*AIM OF THE EXERCISE:* Copy out, word for word and nothing more, the lines of the entries below from the one holding "Might I ask you to point at the short" through the one holding "point(759, 279)", inclusive.

*STORED RECORDS:*
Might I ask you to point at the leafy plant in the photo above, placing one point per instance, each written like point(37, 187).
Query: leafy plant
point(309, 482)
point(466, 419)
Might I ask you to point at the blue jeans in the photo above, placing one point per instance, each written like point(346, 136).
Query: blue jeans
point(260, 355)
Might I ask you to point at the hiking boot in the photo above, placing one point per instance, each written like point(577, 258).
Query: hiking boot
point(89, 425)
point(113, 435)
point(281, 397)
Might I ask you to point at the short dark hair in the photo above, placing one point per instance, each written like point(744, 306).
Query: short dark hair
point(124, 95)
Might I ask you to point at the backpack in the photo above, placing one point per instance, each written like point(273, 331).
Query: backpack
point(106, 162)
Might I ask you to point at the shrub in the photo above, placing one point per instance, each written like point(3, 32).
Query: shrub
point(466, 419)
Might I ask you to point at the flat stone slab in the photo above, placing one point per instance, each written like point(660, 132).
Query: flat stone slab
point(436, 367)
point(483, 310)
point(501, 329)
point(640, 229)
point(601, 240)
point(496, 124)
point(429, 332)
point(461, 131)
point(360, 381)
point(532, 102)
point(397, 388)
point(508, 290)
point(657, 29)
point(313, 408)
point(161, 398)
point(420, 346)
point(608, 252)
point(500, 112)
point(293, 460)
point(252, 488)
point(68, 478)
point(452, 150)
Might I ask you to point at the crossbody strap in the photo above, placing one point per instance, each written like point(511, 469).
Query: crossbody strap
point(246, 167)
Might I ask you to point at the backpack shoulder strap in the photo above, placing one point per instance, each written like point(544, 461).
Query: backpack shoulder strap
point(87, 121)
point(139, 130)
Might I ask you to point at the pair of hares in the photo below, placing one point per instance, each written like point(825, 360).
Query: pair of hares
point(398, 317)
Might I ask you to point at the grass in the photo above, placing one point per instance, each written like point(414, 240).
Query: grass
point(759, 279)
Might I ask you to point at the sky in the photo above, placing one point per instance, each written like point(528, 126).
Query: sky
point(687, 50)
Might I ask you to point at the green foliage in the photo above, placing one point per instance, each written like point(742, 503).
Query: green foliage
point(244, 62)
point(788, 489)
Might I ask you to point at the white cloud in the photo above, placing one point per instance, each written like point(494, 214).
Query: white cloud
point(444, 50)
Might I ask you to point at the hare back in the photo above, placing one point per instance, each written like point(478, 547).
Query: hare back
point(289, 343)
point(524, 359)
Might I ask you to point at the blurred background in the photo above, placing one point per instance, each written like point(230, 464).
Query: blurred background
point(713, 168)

*EXERCISE RESPONSE:*
Might I ask you to point at the short dark hair in the photo above, placing one point per instance, each written like point(744, 306).
Query: short dark hair
point(124, 95)
Might I ask you to point at the backpack in the photo above, placing one point per instance, each written like point(273, 331).
Query: backpack
point(106, 162)
Might I ask you to point at the shrub in the photo above, placing one point per instance, each written like point(3, 32).
Query: shrub
point(466, 419)
Might I ask you to point at the flat stone slab in the photo above, placing one point per instance, each written like point(660, 132).
Query: flat stone slab
point(436, 367)
point(483, 310)
point(501, 329)
point(640, 229)
point(601, 240)
point(496, 124)
point(429, 332)
point(461, 131)
point(360, 381)
point(532, 102)
point(397, 388)
point(508, 290)
point(657, 29)
point(313, 408)
point(161, 398)
point(420, 346)
point(608, 252)
point(500, 112)
point(293, 460)
point(252, 488)
point(68, 478)
point(452, 150)
Might I ask you to point at the crossbody strap in the photo above, placing one point per instance, each written like point(511, 469).
Query: crossbody strap
point(246, 167)
Might I ask you to point at the backpack shoulder strap in the photo above, placing one point per instance, each written like point(544, 461).
Query: backpack shoulder strap
point(87, 121)
point(139, 130)
Might I ask you to point at the pair of hares in the photo below, placing one point per instance, each written like point(825, 360).
Query: pair of hares
point(398, 317)
Might I ask you to point at the grass in the photo above, placing one point per instance, each written like point(414, 240).
Query: grass
point(759, 279)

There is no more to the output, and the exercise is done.